**SET TASKS**
a) From the article on the apartment sewage backups, extract the passage that begins at the words "Stinky feces floods" and stops after the words "their living space.", copying it word for word.
b) Rewrite every line of the photo object pointing listing, requests included, but multiply each coordinate in the answers by 0.8 and round to whole numbers, with halves rounding up. Leave the sample coordinates in the requests unchanged, and omit the pictures from your output.

**EXTRACTED TEXT**

Hancock County

Stinky feces floods sinks, tubs at Coast apartments. Why did it take days to repair?

Tenant Sabrina Dixon stands in front of a bathtub filled with raw sewage in her apartment at Bay Crossings Apartments in Hancock County, where toilets began backing up Friday night. The problem was not resolved until Tuesday evening.
Tenant Sabrina Dixon stands in front of a bathtub filled with raw sewage in her apartment at Bay Crossings Apartments in Hancock County, where toilets began backing up Friday night. The problem was not resolved until Tuesday evening. Alexandria Nguyen

Tenants at two apartments in Bay Crossings Apartments in Hancock County couldn’t bathe, cook or use their toilets for four days because their toilets and bathtubs were backed up with sewage that left a putrid odor permeating their living space.

“It’s disgusting,” Alexandria Nguyen, whose mother is a tenant, said Tuesday afternoon. “We’re just calling and emailing and getting zero responses.”

Tenants said the problems started Friday night and were not resolved until Tuesday night, after Nguyen wrote a scathing public Facebook post that has been shared 29 times, and included graphic photos in the comments of the bathtubs and toilets with sewage floating in them.

The apartment’s property manager, Jamillah Shamsideen, said she did not learn about the backups until after hours Saturday night from the couple with the original backup, Sabrina and John Robert Dixon. She said that’s when the Dixons put in a work order to fix the problems and that all their work orders are tracked.

Sabrina Dixon said she filled out a work order after her toilet started bubbling Friday night and put in more work orders Saturday.

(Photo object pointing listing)
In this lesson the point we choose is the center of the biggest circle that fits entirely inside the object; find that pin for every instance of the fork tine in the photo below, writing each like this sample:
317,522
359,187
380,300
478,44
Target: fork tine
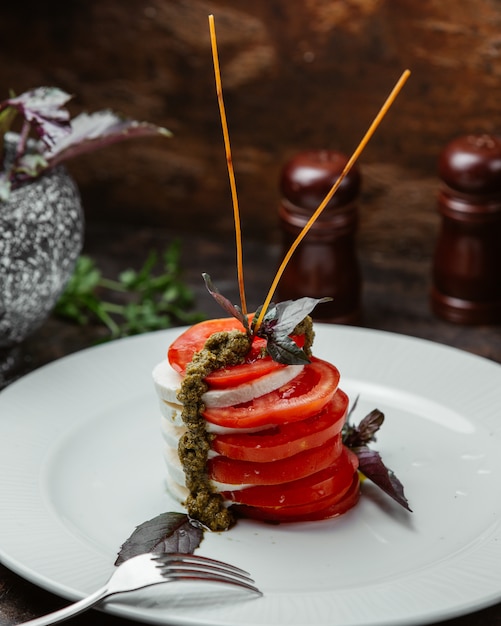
210,577
176,566
176,558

**ANSWERS GIVEN**
a)
Stinky feces floods sinks, tubs at Coast apartments. Why did it take days to repair?

Tenant Sabrina Dixon stands in front of a bathtub filled with raw sewage in her apartment at Bay Crossings Apartments in Hancock County, where toilets began backing up Friday night. The problem was not resolved until Tuesday evening.
Tenant Sabrina Dixon stands in front of a bathtub filled with raw sewage in her apartment at Bay Crossings Apartments in Hancock County, where toilets began backing up Friday night. The problem was not resolved until Tuesday evening. Alexandria Nguyen

Tenants at two apartments in Bay Crossings Apartments in Hancock County couldn’t bathe, cook or use their toilets for four days because their toilets and bathtubs were backed up with sewage that left a putrid odor permeating their living space.

b)
In this lesson the point we choose is the center of the biggest circle that fits entirely inside the object; find that pin for every instance of the fork tine in the photo below, writing each like this sample:
317,522
359,187
380,300
478,44
Target: fork tine
168,462
141,453
141,446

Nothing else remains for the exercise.